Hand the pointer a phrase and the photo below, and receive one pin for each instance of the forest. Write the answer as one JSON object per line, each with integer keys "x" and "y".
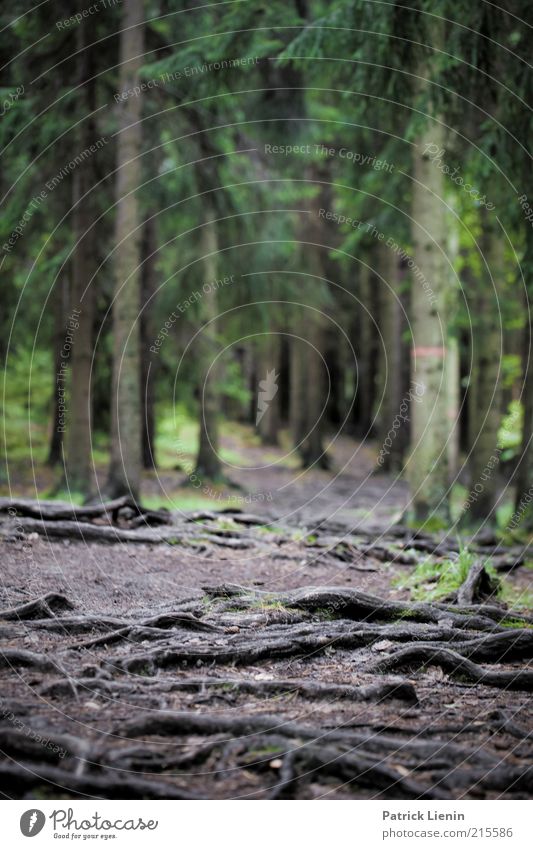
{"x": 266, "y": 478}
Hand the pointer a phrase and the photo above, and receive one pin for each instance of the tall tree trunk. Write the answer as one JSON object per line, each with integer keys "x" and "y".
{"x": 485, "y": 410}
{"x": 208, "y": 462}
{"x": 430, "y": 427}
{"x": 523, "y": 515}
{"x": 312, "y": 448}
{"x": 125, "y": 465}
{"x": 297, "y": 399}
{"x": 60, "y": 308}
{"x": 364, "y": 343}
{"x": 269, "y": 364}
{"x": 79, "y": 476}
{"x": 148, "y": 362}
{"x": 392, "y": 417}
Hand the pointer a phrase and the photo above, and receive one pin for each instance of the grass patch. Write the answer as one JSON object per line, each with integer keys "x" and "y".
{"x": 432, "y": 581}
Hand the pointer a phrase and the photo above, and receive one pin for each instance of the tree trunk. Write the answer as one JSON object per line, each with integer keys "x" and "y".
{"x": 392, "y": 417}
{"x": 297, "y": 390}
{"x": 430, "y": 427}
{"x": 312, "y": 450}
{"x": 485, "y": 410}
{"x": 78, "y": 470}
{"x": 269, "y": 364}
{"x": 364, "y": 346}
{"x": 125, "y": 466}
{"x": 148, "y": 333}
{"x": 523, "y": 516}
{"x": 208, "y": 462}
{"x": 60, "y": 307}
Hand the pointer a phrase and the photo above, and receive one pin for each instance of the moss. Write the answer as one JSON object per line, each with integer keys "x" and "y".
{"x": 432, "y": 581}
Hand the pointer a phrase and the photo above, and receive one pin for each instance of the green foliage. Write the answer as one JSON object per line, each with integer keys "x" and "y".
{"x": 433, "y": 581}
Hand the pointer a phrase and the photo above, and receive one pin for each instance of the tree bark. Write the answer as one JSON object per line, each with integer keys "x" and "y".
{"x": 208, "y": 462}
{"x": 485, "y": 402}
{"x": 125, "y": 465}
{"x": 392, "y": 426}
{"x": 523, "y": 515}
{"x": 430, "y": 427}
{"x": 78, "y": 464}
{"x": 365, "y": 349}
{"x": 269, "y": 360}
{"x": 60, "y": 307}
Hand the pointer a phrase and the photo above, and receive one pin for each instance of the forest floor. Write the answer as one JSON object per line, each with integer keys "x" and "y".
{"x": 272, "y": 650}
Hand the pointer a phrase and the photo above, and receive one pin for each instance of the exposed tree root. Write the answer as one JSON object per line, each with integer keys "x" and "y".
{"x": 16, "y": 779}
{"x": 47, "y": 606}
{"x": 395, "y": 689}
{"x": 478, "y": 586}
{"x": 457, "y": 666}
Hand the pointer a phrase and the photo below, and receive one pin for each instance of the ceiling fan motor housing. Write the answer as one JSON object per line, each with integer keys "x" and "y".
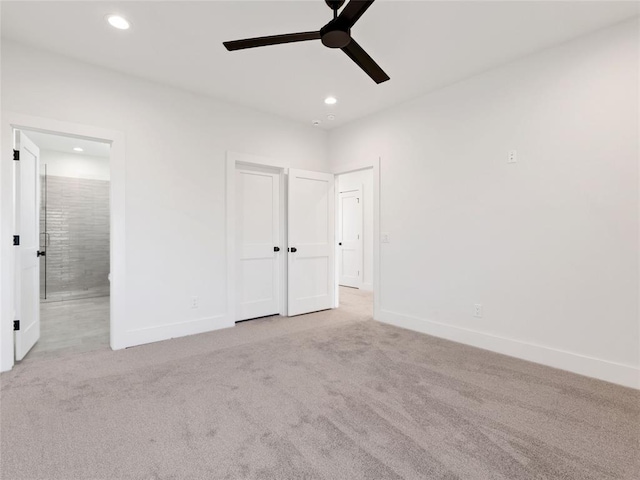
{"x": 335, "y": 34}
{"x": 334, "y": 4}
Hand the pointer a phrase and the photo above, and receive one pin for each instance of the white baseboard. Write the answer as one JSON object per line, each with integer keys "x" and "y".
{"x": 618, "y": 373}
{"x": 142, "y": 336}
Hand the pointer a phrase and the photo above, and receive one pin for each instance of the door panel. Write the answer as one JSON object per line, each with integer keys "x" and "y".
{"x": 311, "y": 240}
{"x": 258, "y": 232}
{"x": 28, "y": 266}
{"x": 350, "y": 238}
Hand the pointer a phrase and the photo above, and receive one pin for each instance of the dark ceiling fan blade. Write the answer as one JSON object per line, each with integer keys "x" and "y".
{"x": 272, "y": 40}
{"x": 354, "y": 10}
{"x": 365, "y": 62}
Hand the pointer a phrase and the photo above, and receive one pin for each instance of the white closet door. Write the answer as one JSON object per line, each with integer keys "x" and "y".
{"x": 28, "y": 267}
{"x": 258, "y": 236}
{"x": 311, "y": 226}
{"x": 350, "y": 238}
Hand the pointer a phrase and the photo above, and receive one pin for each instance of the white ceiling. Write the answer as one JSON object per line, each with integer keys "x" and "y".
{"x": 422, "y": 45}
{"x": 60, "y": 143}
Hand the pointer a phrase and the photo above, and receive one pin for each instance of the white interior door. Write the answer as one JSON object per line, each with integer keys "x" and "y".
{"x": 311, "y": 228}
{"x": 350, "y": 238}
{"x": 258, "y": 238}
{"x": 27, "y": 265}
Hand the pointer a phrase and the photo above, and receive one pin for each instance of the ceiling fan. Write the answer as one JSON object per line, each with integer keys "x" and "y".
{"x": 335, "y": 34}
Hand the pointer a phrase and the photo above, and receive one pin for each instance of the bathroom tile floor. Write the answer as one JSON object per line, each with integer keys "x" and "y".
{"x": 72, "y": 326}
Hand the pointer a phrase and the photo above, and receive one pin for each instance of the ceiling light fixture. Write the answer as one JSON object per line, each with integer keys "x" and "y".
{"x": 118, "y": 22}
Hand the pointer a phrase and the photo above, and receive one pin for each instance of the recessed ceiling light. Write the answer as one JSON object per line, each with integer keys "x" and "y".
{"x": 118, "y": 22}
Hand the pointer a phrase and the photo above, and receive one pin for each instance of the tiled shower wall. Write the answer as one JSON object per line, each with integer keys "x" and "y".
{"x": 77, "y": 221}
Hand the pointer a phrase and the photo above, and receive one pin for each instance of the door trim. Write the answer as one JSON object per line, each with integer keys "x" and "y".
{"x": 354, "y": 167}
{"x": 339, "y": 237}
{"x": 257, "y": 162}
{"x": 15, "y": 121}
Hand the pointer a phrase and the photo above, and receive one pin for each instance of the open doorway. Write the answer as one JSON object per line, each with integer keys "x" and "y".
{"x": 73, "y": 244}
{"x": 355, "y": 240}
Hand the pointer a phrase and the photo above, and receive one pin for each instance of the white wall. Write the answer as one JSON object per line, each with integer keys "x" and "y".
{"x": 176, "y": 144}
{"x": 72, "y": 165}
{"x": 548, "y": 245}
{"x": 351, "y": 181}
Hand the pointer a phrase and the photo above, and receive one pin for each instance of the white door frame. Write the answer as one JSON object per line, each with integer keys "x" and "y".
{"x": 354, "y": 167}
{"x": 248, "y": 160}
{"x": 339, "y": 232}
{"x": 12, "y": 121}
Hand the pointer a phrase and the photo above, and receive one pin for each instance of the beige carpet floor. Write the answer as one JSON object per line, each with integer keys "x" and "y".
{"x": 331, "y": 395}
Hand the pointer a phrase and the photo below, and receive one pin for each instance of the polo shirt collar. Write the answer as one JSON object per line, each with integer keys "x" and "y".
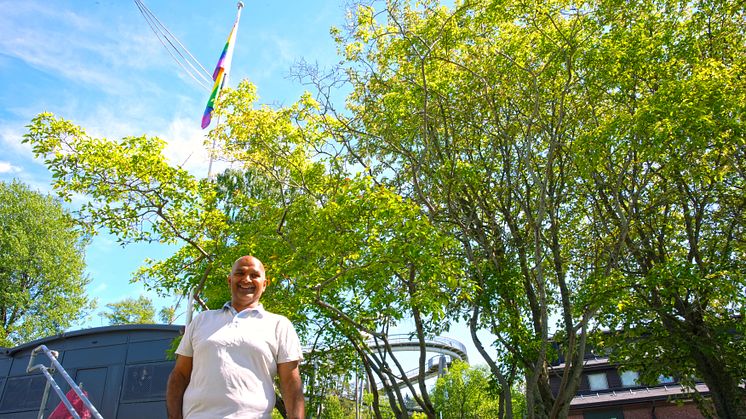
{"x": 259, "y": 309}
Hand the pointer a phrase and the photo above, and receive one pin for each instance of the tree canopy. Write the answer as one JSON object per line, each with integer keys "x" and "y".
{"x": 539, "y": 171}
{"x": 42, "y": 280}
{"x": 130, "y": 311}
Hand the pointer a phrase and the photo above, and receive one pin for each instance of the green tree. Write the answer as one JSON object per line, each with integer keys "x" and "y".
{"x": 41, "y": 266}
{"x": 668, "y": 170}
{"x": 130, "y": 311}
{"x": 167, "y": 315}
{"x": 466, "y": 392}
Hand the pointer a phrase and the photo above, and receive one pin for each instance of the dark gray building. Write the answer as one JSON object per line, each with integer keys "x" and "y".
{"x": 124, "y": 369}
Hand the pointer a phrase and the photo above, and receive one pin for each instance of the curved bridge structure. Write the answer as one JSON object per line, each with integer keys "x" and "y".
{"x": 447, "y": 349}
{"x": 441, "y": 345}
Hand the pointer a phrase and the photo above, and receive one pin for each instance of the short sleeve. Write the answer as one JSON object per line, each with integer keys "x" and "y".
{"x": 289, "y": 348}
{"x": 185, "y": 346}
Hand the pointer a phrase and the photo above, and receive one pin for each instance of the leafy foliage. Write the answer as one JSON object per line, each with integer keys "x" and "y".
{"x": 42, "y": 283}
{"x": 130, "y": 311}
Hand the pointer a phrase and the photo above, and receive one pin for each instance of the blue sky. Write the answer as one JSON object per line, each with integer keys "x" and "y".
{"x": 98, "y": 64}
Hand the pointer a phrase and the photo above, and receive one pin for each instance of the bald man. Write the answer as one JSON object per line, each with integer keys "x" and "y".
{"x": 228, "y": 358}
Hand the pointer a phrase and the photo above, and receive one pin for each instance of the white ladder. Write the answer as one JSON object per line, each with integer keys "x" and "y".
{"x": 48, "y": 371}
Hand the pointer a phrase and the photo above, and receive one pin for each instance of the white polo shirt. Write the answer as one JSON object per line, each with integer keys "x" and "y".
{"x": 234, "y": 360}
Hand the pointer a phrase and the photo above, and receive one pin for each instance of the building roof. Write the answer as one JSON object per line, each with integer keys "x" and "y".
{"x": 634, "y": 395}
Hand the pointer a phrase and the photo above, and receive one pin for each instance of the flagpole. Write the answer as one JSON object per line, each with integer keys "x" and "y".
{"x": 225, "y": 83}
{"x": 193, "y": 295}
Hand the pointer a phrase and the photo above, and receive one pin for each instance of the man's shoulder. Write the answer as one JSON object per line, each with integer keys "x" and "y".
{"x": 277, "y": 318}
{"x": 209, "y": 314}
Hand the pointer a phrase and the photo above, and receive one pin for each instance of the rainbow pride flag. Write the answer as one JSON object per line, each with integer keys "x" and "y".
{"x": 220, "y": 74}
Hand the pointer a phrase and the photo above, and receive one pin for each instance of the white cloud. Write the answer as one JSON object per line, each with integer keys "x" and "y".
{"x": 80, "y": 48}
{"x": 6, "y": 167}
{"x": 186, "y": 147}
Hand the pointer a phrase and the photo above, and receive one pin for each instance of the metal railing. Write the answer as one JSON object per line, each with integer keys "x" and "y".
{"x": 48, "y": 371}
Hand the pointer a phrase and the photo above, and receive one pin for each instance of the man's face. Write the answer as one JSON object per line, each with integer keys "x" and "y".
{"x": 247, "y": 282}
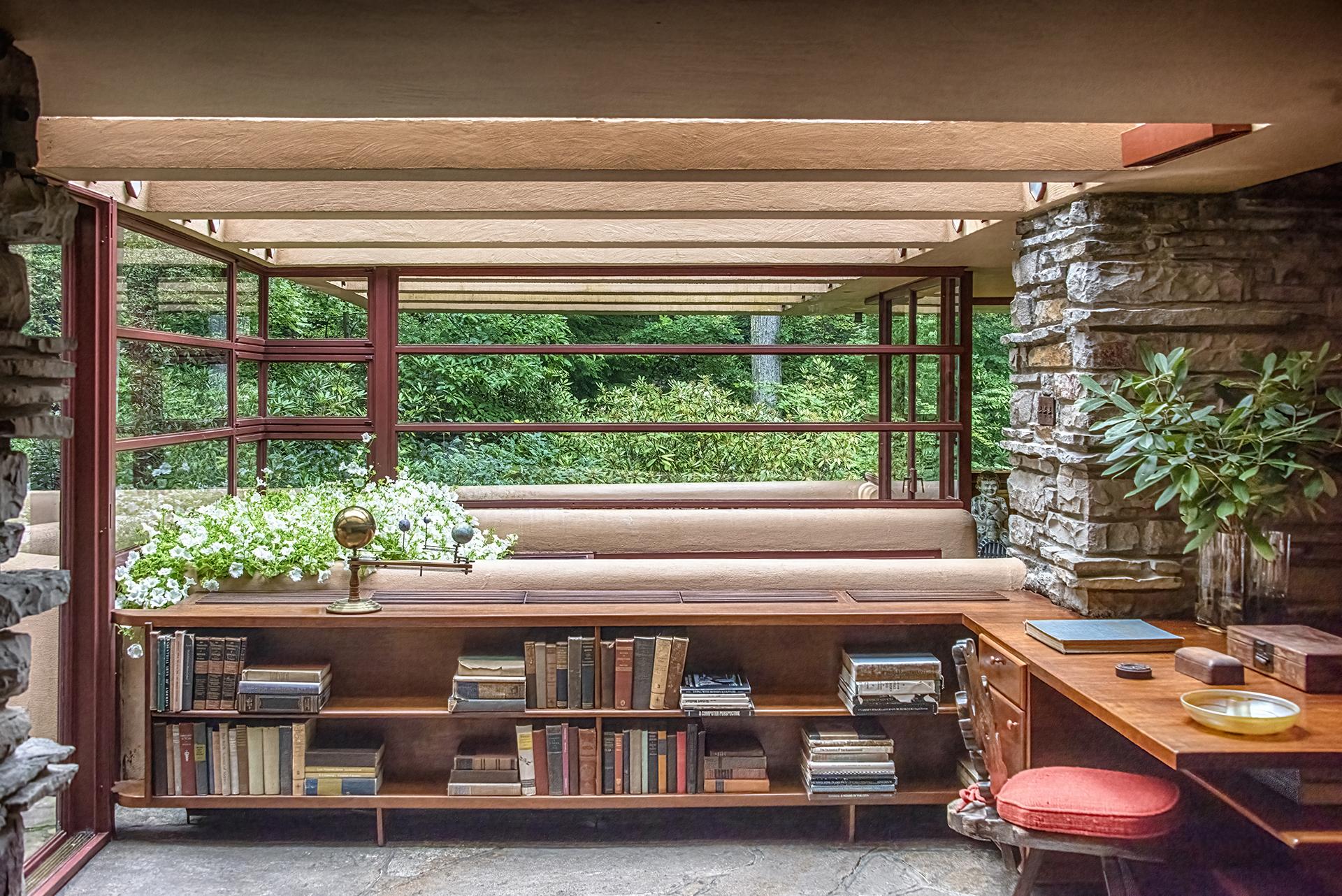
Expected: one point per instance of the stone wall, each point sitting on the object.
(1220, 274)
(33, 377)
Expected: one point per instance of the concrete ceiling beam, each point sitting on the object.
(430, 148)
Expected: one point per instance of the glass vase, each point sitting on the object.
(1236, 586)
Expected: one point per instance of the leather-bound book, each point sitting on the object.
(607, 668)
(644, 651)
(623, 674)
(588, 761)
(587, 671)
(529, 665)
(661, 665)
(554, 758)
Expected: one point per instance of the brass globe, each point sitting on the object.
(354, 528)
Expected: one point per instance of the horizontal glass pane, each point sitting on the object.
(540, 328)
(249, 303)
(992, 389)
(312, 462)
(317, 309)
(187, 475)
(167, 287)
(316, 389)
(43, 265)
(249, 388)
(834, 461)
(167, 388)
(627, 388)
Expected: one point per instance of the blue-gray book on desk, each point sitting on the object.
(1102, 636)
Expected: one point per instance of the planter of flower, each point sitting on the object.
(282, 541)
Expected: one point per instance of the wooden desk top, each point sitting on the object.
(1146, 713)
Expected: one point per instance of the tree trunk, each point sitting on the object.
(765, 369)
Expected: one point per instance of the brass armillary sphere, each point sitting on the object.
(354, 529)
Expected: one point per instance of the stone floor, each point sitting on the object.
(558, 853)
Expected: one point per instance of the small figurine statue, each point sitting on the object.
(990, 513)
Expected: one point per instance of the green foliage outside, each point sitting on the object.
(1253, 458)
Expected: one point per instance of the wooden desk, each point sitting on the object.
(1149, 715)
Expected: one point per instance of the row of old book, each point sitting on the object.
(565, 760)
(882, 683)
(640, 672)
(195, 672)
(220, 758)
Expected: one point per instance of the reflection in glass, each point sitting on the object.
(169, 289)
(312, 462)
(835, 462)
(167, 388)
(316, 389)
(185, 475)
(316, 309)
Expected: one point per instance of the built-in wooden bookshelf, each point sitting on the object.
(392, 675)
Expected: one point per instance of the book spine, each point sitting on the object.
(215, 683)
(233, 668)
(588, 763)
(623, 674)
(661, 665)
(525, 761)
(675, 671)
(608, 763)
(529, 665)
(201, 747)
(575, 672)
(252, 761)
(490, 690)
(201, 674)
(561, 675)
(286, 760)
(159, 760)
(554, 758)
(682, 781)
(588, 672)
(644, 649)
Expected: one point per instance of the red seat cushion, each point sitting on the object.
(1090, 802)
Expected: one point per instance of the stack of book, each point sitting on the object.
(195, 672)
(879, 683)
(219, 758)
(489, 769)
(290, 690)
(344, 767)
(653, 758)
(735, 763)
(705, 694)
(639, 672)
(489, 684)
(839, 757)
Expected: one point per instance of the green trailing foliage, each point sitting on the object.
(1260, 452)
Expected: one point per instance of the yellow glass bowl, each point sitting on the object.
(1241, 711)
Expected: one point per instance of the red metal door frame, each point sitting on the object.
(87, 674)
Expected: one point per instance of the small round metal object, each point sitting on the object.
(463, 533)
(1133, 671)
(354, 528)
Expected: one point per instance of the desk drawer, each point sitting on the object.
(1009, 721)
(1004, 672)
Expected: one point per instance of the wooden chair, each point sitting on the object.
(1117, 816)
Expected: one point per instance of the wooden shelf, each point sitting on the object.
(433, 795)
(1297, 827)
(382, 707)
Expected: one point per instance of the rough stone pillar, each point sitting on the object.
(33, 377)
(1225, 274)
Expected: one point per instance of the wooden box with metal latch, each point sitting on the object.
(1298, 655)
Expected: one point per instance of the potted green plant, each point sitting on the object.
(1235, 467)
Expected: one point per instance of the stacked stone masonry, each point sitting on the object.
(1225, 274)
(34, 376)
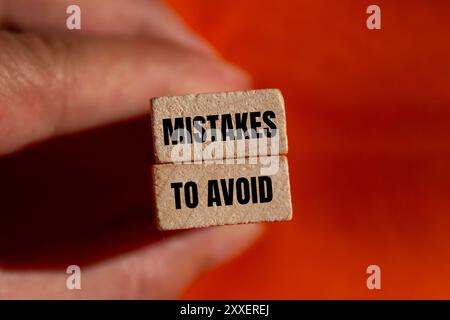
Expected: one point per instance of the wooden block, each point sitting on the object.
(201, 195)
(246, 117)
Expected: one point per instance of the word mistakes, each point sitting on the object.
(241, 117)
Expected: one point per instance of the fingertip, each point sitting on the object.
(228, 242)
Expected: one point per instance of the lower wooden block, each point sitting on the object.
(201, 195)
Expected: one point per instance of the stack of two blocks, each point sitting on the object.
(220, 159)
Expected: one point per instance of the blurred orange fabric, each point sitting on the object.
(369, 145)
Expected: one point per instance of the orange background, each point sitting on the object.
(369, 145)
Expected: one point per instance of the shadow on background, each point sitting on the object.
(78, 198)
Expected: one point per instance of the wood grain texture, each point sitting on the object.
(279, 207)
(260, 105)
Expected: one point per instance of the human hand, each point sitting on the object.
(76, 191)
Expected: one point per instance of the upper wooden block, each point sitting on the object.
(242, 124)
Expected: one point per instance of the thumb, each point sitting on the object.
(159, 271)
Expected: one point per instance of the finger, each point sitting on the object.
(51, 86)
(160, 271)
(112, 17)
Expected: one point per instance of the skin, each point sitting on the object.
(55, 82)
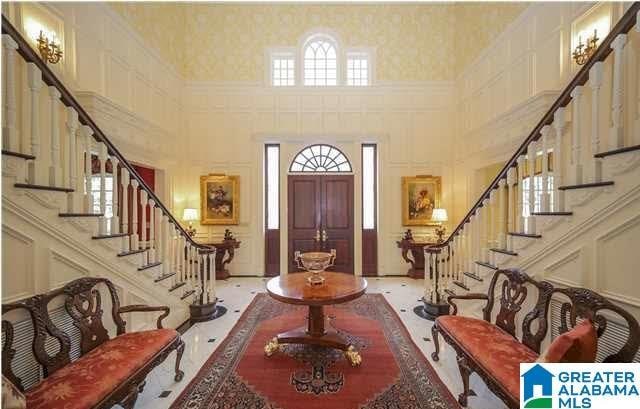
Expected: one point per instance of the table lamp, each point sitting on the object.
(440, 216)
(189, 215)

**Exercise details:**
Starting at the line with "Expected: one point per instance of the stack of two", reproduce exactly each line through the end of the entries, including the first and the last, and skip the pictures.

**Reply:**
Expected: one point per instance of the stack of two blocks, each point sitting on the object.
(220, 159)
Expected: one point per instance of the blurred orange fabric, each point sitting on the object.
(369, 145)
Expected: one point per instance of the orange background, each point sitting on the object.
(369, 145)
Expected: one point per instance of the shadow on background, each point sitting on the object.
(78, 198)
Expected: one point per instance of the wood grain texture, each point sitting on the object.
(279, 207)
(260, 105)
Expected: one point per instance of the human hand, each point sitting on the object.
(76, 191)
Expected: one point per instance of the upper wooden block, each point sitting on the object.
(242, 124)
Expected: one point per instance of the thumb, each point sitting on the object.
(159, 271)
Expected: one point per instance of the finger, each point sitting on the object.
(51, 86)
(160, 271)
(112, 17)
Expected: one point per instance of the skin, each point sitting on the object.
(55, 82)
Expected: one point per instance of the table lamp, each point sitting on the object.
(440, 216)
(189, 215)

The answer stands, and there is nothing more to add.